Description of the task. Render the data below as a JSON list of strings with one string for each line, leaving out blank lines.

Provided records.

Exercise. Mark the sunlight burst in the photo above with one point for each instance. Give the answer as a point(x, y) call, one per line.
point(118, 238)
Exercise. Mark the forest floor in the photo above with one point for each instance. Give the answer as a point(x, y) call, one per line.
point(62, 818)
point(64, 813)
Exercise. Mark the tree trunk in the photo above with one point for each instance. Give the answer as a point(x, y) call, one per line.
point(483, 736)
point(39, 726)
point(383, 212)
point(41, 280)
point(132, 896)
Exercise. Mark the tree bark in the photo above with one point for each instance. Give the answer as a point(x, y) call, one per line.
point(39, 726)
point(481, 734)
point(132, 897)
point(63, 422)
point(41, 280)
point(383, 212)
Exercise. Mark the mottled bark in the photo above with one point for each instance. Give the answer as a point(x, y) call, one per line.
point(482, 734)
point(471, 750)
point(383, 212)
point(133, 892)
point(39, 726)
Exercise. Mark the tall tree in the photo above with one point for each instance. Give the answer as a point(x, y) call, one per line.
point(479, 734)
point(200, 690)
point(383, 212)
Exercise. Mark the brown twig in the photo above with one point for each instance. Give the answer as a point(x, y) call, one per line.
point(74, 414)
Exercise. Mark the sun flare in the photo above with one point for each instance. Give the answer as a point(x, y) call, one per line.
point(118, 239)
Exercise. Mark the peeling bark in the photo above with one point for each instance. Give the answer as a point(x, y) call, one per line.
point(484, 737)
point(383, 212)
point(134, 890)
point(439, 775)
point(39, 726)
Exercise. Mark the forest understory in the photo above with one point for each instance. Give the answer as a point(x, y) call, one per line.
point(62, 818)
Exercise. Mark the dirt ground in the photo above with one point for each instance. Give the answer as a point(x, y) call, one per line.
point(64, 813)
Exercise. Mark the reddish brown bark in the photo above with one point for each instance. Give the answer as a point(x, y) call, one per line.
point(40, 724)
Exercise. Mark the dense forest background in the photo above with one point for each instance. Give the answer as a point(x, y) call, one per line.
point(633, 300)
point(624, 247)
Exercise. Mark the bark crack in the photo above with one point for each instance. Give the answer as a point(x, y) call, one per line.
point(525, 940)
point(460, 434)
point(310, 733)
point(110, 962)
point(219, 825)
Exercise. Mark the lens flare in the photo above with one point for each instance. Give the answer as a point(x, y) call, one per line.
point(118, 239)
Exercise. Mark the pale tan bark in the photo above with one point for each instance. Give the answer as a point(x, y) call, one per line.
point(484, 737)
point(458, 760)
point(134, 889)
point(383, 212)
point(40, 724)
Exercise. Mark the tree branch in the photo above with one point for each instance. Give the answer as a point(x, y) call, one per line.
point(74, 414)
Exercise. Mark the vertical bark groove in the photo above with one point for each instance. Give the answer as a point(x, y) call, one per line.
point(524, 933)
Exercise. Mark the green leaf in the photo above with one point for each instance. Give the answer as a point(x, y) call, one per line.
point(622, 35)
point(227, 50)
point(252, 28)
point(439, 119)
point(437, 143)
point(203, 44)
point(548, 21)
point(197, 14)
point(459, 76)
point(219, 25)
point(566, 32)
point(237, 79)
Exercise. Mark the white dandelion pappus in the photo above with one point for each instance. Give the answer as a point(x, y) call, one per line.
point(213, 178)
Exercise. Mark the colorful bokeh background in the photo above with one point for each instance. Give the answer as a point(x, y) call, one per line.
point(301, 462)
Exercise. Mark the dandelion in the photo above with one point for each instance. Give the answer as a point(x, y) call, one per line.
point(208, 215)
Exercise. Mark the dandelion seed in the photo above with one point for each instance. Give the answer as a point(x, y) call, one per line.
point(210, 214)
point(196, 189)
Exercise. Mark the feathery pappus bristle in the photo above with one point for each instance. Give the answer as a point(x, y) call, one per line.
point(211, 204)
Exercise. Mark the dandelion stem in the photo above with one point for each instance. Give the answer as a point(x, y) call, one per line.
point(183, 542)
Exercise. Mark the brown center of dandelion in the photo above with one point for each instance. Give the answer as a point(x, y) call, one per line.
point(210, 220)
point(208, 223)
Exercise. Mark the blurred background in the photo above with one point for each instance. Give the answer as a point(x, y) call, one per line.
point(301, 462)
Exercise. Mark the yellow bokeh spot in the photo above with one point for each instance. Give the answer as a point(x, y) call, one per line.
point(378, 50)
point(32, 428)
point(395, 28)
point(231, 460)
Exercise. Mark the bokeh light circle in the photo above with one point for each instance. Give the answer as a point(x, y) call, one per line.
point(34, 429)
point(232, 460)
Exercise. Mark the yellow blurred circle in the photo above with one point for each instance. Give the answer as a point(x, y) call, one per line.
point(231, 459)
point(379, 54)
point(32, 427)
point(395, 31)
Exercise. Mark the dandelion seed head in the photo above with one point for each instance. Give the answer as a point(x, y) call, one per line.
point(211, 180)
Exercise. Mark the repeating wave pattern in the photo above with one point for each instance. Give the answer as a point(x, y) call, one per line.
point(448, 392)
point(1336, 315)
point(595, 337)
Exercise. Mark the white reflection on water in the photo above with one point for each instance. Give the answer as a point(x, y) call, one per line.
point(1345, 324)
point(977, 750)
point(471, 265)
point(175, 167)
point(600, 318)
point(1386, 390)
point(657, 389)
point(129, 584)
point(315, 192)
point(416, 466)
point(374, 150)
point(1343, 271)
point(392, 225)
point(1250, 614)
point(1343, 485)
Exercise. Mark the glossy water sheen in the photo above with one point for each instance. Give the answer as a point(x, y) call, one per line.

Solution.
[
  "Exercise. Mark the sunlight burst in the photo above with one point for each instance. Give the answer as a point(x, y) call, one per line.",
  "point(118, 238)",
  "Exercise. Mark the forest floor in the photo above with one point for each instance. Give the answer as a point(x, y) call, one per line.",
  "point(62, 818)",
  "point(64, 813)",
  "Exercise. Mark the tree trunk in the photo above with one point for each instance. Give the answer as a point(x, y) call, one per line.",
  "point(483, 736)",
  "point(39, 726)",
  "point(383, 212)",
  "point(41, 280)",
  "point(132, 896)",
  "Exercise. Mark the tree bark in the photo above with one point for each instance. Give the answer as a point(x, y) call, one per line.",
  "point(39, 726)",
  "point(481, 734)",
  "point(132, 897)",
  "point(63, 422)",
  "point(41, 280)",
  "point(383, 212)",
  "Exercise. Mark the mottled bark in the photo above with one point for each instance. Give the answer as a point(x, y) call, one per line.",
  "point(482, 734)",
  "point(471, 750)",
  "point(383, 212)",
  "point(133, 892)",
  "point(39, 726)",
  "Exercise. Mark the tall tree in the photo above with one point for each instance. Give the answer as a point(x, y) call, one per line.",
  "point(479, 734)",
  "point(200, 690)",
  "point(383, 212)",
  "Exercise. Mark the brown twig in the photo above with one point for each instance. Give the answer as a point(x, y) call, one per line.",
  "point(74, 414)",
  "Exercise. Mark the sun flare in the photo above with one point for each instance. Give the answer as a point(x, y) call, one per line.",
  "point(118, 239)",
  "Exercise. Mark the peeling bark in the photo above with one point for each instance. Give the answer as a point(x, y) call, one per line.",
  "point(484, 737)",
  "point(383, 212)",
  "point(134, 890)",
  "point(439, 775)",
  "point(39, 726)",
  "Exercise. Mark the forest understory in the photo above with one point for each instance. Give the answer as a point(x, y) call, one per line.",
  "point(62, 818)",
  "Exercise. Mark the dirt ground in the photo above with one point for each instance. Give the answer as a point(x, y) call, one per line.",
  "point(64, 813)",
  "Exercise. Mark the reddish brown bark in the photo above with one point for each instance. Give the answer as a point(x, y) call, one per line.",
  "point(40, 724)",
  "Exercise. Mark the dense forest background in the photo above with one point for each instance. Give the answer as a point(x, y) call, one per line.",
  "point(633, 300)",
  "point(624, 247)",
  "Exercise. Mark the bark crack in the photo above with one point for each instance. Give the answer as a point(x, y) call, one per line.",
  "point(525, 940)",
  "point(460, 434)",
  "point(310, 733)",
  "point(110, 962)",
  "point(219, 825)",
  "Exercise. Mark the lens flare in the photo above with one point for each instance. Give the answer as a point(x, y) call, one per line.",
  "point(118, 239)",
  "Exercise. Mark the pale tan bark in the photo above with one point for each instance. Give the answer as a point(x, y) call, one per line.",
  "point(484, 737)",
  "point(458, 760)",
  "point(134, 889)",
  "point(383, 212)",
  "point(40, 724)",
  "Exercise. Mark the tree branch in the photo above with one point for each instance. Give the answer as a point(x, y) call, one per line.",
  "point(74, 414)",
  "Exercise. Mark the vertical bark groove in the photo above with one point for each instance. Give the answer as a point(x, y) call, one per line.",
  "point(524, 933)",
  "Exercise. Mark the green leaf in the photo above with one point for each instance. Give the answer as a point(x, y) call, one per line.",
  "point(622, 35)",
  "point(227, 50)",
  "point(252, 28)",
  "point(439, 119)",
  "point(437, 143)",
  "point(203, 44)",
  "point(548, 21)",
  "point(197, 14)",
  "point(459, 76)",
  "point(219, 25)",
  "point(566, 32)",
  "point(237, 79)",
  "Exercise. Mark the white dandelion pappus in the photo above with one point for each instance. Give the answer as a point(x, y) call, one per line.",
  "point(213, 178)",
  "Exercise. Mark the colorful bokeh background in the photo above with one point for each instance. Give the answer as a point(x, y) call, one per line.",
  "point(301, 462)",
  "Exercise. Mark the dandelion in the photo above with one point for each instance. Give the answer as a point(x, y) call, one per line.",
  "point(208, 215)",
  "Exercise. Mark the dandelion seed in the photo above with one point for each instance. Give the answer as a point(x, y) call, one per line.",
  "point(210, 214)",
  "point(196, 189)",
  "Exercise. Mark the feathery pappus bristle in the photo above with one point for each instance. Give the answer as a point(x, y) call, one per line.",
  "point(211, 204)",
  "Exercise. Mark the dandelion stem in the photo above with one point for each instance. Give the answer as a point(x, y) call, one per line.",
  "point(183, 542)",
  "Exercise. Mark the brown center of dandelion in the photo above with one point for each instance. Give the answer as a point(x, y) call, one per line.",
  "point(210, 220)",
  "point(208, 223)",
  "Exercise. Mark the blurred background in the photo above with one point for each instance. Give the answer as a point(x, y) call, one per line.",
  "point(301, 462)",
  "Exercise. Mark the yellow bokeh spot in the photo above with one point for each instance. Give the answer as a point(x, y) call, one per line.",
  "point(378, 50)",
  "point(32, 428)",
  "point(395, 28)",
  "point(231, 460)",
  "Exercise. Mark the bokeh light circle in the photo above with one point for each instance. Give the answer as a point(x, y) call, one per line.",
  "point(34, 429)",
  "point(232, 460)",
  "Exercise. Mark the yellow blurred circle in the photo above with one point for each instance. Give the answer as a point(x, y) call, one per line.",
  "point(231, 459)",
  "point(379, 54)",
  "point(32, 427)",
  "point(395, 31)",
  "Exercise. Mark the dandelion seed head in the photo above with one point for each instance. Give the answer as a point(x, y) call, one per line.",
  "point(211, 180)",
  "Exercise. Mark the repeating wave pattern in the photo above with one point for each instance. Give the answer as a point(x, y) call, one per line.",
  "point(448, 392)",
  "point(1336, 315)",
  "point(595, 337)",
  "Exercise. Mark the white reflection on water in the photo above with one point for each instance. Give the answer as a point(x, y) call, one per line.",
  "point(1345, 324)",
  "point(977, 750)",
  "point(471, 265)",
  "point(175, 167)",
  "point(600, 318)",
  "point(1386, 390)",
  "point(657, 389)",
  "point(129, 584)",
  "point(315, 192)",
  "point(416, 466)",
  "point(374, 150)",
  "point(1343, 271)",
  "point(392, 225)",
  "point(1250, 614)",
  "point(1343, 485)",
  "Exercise. Mark the glossy water sheen in the photo above with one point for each instance. Give the answer as a point(x, y) call, one per line."
]